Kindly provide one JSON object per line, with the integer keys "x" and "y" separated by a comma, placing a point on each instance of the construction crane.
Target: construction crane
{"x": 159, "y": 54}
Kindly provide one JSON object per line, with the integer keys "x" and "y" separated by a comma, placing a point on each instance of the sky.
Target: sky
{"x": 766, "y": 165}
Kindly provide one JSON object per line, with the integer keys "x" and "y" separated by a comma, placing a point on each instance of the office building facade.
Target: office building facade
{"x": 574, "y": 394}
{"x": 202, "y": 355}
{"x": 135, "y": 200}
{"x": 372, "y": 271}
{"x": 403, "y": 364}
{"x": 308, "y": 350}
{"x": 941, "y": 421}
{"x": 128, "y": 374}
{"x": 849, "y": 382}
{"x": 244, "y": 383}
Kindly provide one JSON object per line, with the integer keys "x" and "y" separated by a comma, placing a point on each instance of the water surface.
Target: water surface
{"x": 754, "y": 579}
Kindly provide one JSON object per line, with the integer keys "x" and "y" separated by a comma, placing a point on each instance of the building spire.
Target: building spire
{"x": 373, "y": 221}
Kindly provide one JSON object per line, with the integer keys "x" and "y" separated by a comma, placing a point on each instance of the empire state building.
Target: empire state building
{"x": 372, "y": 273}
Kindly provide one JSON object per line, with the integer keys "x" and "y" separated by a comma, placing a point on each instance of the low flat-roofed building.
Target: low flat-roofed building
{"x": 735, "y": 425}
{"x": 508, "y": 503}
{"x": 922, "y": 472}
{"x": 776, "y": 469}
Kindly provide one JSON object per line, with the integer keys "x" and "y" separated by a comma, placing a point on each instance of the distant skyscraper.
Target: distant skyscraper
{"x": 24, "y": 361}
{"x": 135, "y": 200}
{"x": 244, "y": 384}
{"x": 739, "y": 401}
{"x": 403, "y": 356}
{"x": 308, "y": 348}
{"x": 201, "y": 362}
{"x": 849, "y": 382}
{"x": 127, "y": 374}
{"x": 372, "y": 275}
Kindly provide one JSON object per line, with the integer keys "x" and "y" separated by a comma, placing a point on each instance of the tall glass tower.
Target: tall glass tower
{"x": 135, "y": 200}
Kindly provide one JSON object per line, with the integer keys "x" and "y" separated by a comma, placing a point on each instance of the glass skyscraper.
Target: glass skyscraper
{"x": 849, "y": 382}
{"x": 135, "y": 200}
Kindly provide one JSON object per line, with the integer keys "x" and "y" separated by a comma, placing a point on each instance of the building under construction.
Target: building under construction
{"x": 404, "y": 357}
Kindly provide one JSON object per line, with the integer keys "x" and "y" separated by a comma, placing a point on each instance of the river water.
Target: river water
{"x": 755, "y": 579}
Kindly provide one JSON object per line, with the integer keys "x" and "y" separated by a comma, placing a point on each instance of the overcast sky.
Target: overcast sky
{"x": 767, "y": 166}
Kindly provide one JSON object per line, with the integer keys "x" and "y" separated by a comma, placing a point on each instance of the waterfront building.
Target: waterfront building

» **Goal of the exercise**: Rescale the rows from the line containing "the river water." through the last line of the rows, writing out every line again with the requests included. Multiply each x and y coordinate in the answer points by 2.6 and round to a whole number, with halves rounded up.

» **Answer**:
Kindly provide one JSON object per line, with the integer keys "x" and "y" separated by a comma, placing a point on each instance of the river water.
Target: river water
{"x": 1963, "y": 1505}
Kindly provide one JSON object per line, with the integer keys "x" and "y" separated by a comma, placing a point on each instance of the overcast sky.
Target: overcast sky
{"x": 1994, "y": 432}
Kindly provide one JSON object per line, with the integer keys "x" and "y" separated by a comma, placing a point on each instance of the waterfront building.
Target: waterfront building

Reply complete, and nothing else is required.